▸ WHAT YOU SHOULD DO: Of the lines below, reproduce exactly those from the line containing "TASK = place a pin on each instance of the wood" to the end, including both the first and the last.
■ ■ ■
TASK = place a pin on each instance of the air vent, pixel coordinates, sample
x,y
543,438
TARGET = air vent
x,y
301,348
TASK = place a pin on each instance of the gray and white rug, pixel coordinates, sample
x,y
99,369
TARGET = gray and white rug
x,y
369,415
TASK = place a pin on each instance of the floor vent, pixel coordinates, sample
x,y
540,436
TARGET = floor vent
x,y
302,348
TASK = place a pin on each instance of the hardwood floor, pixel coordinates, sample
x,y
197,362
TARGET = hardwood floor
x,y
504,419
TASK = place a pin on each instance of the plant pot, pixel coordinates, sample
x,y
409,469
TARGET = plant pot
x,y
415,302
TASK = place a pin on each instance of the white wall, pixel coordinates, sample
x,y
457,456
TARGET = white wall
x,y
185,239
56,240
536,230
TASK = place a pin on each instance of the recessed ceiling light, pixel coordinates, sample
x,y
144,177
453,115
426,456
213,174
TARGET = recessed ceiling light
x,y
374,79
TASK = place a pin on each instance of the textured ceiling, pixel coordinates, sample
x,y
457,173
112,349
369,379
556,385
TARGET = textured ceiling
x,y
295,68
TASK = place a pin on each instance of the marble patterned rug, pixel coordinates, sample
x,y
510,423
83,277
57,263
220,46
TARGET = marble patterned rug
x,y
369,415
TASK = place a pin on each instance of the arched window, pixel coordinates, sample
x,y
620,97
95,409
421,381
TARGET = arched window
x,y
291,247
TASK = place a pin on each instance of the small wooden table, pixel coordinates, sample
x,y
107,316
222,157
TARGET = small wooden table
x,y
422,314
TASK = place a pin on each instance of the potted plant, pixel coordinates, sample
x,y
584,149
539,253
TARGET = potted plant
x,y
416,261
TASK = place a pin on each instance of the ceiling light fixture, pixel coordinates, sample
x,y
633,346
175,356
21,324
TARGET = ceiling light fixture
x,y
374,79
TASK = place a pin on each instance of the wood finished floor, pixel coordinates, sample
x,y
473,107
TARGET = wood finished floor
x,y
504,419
■ ■ ■
▸ RESULT OF THIS EXERCISE:
TASK = place a pin on each instance of the wood finished floor, pixel coordinates, sample
x,y
473,107
TARGET = wood finished floor
x,y
504,419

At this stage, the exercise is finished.